**Directions**
Omit the pictures from the entries below and retype everything else exactly.

begin

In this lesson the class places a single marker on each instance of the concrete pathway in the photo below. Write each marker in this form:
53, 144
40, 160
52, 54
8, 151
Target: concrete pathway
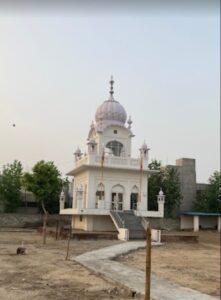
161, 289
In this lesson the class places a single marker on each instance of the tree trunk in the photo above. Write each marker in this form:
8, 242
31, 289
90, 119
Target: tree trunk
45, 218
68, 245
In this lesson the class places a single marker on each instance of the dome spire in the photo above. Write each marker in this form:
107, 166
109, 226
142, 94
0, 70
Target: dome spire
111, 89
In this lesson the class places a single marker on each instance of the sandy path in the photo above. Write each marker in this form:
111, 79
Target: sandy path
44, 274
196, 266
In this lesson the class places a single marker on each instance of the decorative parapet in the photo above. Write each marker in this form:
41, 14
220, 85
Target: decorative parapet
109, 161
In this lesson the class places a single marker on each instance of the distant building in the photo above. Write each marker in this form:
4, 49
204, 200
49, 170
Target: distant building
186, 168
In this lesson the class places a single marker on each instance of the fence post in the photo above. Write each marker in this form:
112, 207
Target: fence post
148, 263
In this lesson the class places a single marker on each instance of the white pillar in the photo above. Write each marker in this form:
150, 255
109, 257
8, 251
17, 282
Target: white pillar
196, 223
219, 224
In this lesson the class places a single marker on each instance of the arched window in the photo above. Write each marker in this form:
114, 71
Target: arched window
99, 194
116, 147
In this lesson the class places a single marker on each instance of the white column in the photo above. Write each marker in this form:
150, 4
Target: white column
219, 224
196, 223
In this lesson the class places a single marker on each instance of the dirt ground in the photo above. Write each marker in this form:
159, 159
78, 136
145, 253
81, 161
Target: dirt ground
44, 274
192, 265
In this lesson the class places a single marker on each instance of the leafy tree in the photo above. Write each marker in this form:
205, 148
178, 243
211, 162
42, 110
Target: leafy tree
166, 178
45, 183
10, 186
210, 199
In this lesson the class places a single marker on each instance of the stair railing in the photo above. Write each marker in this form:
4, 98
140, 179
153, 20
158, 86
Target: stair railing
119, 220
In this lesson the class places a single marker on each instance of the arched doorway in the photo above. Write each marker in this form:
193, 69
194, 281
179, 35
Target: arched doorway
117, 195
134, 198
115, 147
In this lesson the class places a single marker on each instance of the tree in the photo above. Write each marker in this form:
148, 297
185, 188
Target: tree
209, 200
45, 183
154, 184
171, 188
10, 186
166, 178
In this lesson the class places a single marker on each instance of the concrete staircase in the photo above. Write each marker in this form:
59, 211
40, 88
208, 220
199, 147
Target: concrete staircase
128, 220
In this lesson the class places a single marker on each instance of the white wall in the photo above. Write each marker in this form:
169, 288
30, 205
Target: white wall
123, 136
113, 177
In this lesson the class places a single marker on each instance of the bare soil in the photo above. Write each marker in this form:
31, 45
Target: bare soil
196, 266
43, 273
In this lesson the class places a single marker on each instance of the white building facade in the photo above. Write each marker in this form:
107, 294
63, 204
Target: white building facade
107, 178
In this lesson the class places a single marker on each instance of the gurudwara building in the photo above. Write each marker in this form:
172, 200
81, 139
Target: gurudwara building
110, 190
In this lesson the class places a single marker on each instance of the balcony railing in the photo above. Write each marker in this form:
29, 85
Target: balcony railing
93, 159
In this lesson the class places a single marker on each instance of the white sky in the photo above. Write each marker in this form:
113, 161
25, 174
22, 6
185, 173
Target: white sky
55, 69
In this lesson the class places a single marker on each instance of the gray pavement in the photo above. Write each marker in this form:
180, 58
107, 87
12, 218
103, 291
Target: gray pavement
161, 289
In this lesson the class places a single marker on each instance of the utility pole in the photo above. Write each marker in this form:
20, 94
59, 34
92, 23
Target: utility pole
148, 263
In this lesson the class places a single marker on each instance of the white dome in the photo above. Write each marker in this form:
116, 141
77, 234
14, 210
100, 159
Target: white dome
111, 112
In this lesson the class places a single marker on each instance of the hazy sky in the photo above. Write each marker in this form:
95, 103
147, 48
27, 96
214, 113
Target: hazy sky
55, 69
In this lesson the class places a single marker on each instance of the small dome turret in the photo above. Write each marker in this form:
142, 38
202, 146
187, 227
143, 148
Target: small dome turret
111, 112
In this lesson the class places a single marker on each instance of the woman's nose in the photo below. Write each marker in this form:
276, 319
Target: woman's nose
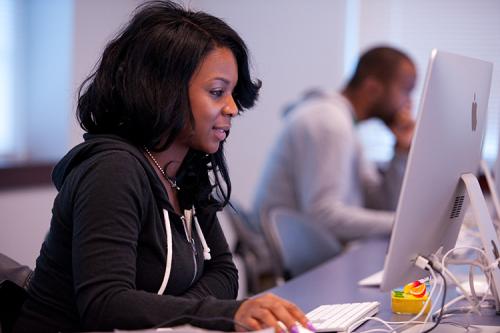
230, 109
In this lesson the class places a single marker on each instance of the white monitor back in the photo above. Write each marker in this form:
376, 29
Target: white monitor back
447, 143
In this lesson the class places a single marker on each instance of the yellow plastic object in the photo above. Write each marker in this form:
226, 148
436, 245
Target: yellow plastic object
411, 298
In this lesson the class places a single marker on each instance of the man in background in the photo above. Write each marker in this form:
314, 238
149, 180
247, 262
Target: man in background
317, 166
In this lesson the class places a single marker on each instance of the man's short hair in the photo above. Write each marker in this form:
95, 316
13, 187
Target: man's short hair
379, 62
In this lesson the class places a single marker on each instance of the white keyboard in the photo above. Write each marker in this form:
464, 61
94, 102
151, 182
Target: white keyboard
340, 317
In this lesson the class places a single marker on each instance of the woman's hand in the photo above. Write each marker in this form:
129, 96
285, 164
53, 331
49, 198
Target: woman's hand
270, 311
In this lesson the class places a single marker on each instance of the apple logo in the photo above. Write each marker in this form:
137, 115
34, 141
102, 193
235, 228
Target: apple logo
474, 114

end

**Written solution**
In this lesson the class places a single marker on each instance of the concrete pathway in the photo below. Write each marker in this form:
53, 144
40, 160
52, 54
8, 151
Target: concrete pathway
161, 289
In this lesson the class places a single marker on each instance of the tree trunk in the photo above. Write each marker in this form:
8, 242
31, 289
90, 119
Target: tree trunk
45, 218
68, 245
In this lesson the class places a single marker on each instance of the dome spire in the photo above. Write each marker in this form:
107, 166
109, 226
142, 94
0, 70
Target: dome spire
111, 89
In this lesson the class places a single marker on each instance of the sandy path in the photo above. Write each marker in this form:
111, 79
Target: sandy path
44, 274
196, 266
In this lesson the class places a single marker on each instance of the decorative parapet in the photo above. Write each marker in this form:
41, 14
220, 85
Target: decorative parapet
109, 161
In this lesson the class places a single marker on each instance of the distant building in the photo above. Write each marker in this form:
4, 49
204, 200
49, 170
Target: distant building
186, 168
In this lesson the class places a single marker on each instance of the fence post in the photo above. Write each marker in this form:
112, 207
Target: fence post
148, 263
In this lesson the class places a single marker on each instance of the white pillar in the photo above. Write each marker in this form:
150, 255
109, 257
8, 251
17, 282
Target: white pillar
196, 223
219, 224
In this lesson the class places a single marker on each instance of the arched window in the photo above. Write each marker in this form:
114, 71
Target: arched window
99, 194
116, 147
In this lesson the class places a single marker on each instance of the white column in the photo above. Write each marker in this form:
150, 4
Target: white column
219, 224
196, 223
In this lesson the class places a single marker on each instance of the dirt ground in the photo above. Write each marker in this form:
159, 159
78, 136
145, 253
81, 161
Target: dirt ground
44, 274
192, 265
In this lesson the class places a single marker on each instance of the leafy tree in the photo above. Write each marker in this form:
205, 148
178, 243
211, 162
42, 110
Target: leafy tree
166, 178
45, 183
10, 186
210, 199
In this lesson the class places a single marker on each instance of the stair railing in the photo above. Write each marker in this form:
4, 98
140, 179
153, 20
158, 86
Target: stair railing
119, 220
In this lesson the class places a single marker on each instance of the arched doorway in the photo above. Write each marker in this form:
193, 69
194, 281
179, 35
Target: arched doorway
117, 195
134, 198
115, 147
In this lesson the class places a single marker on each instance of the tree in the photo above. Write each marker in this form:
148, 297
185, 188
Target: tree
209, 200
45, 183
154, 184
171, 188
10, 186
166, 178
In this lesson the class places a single marker on each instance of the concrete staircase in the photo above. Write each marker in this form:
59, 211
40, 88
208, 220
199, 147
Target: concrete staircase
128, 220
In this lesson the class places a single marker on each instance of the white wall in the photo above. Write each marker in this form:
169, 288
30, 205
Target: white wall
123, 136
113, 177
In this lesson the class places a single marker on each instance of the bare soil in the photo above. Write each marker in this form:
31, 45
Target: bare soil
196, 266
43, 273
In this lesson the class places a single marker on each instance of the white building facade in the photo above. Write each marker in this form:
107, 294
63, 204
Target: white building facade
107, 178
In this lesson the class places a single marker on each instance of the gurudwara building in the photo above. Write each marker in this form:
172, 200
81, 139
Target: gurudwara building
110, 190
In this lesson the class places a single marker on each instance of the balcony railing in the photo above. Write each marker in this form:
29, 85
Target: balcony railing
93, 159
In this lesson the class places a single marker on each instance of the white sky in the photo above. Write each marker in this form:
113, 161
25, 174
22, 6
185, 173
Target: white sky
55, 69
In this lesson the class places a single marker on each instance of the gray pavement in the photo above. Write each marker in this form:
180, 58
107, 87
12, 218
103, 291
Target: gray pavement
161, 289
In this lesson the class places a single marker on each instance of the utility pole in the photo above. Write each marker in this form:
20, 94
59, 34
92, 23
Target: utility pole
148, 263
In this lesson the class places a single marker on each instance of the white dome in the photo above. Write each marker in this form:
116, 141
77, 234
14, 210
100, 159
Target: white dome
111, 112
In this lesson the class places a single marker on each instance of the hazy sky in the photo above. Write each marker in this form:
95, 103
147, 48
27, 96
214, 113
Target: hazy sky
55, 69
In this lesson the class places a single marker on each instance of the small dome turret in the photo above. Write each marker in this form:
142, 38
202, 146
187, 227
143, 148
Target: small dome turret
111, 112
In this lesson the class places a single marker on each instance of the woman's nose in the photo below. Write each marker in this form:
276, 319
Target: woman's nose
230, 109
In this lesson the class places a single marker on each instance of the white monitor back in the photo above. Write each marker in this form:
376, 29
Target: white monitor back
447, 143
In this lesson the class places a single marker on each instance of the yellow plastic object in the photo above. Write each marker in this form:
226, 148
436, 245
Target: yellow plastic object
411, 298
In this lesson the class places a single marker on each instance of the man in background in the photo above. Write each marker in this form:
314, 238
149, 180
247, 262
Target: man in background
317, 166
In this lesson the class places a single marker on each instance of the man's short hair in the photo above. Write each marker in this form:
95, 316
13, 187
Target: man's short hair
379, 62
In this lesson the class places a single marker on each instance of the white keyboard in the photo above. Write each marker in this form:
464, 61
94, 102
151, 182
Target: white keyboard
340, 317
In this lesson the class places a single marker on each instance of the woman's hand in the photo above. Write each marker in this form:
129, 96
285, 164
53, 331
49, 198
Target: woman's hand
270, 311
In this lesson the class places a single marker on each instance of the apple logo in the photo above. Write each marker in this form:
137, 115
34, 141
102, 193
235, 228
Target: apple logo
474, 114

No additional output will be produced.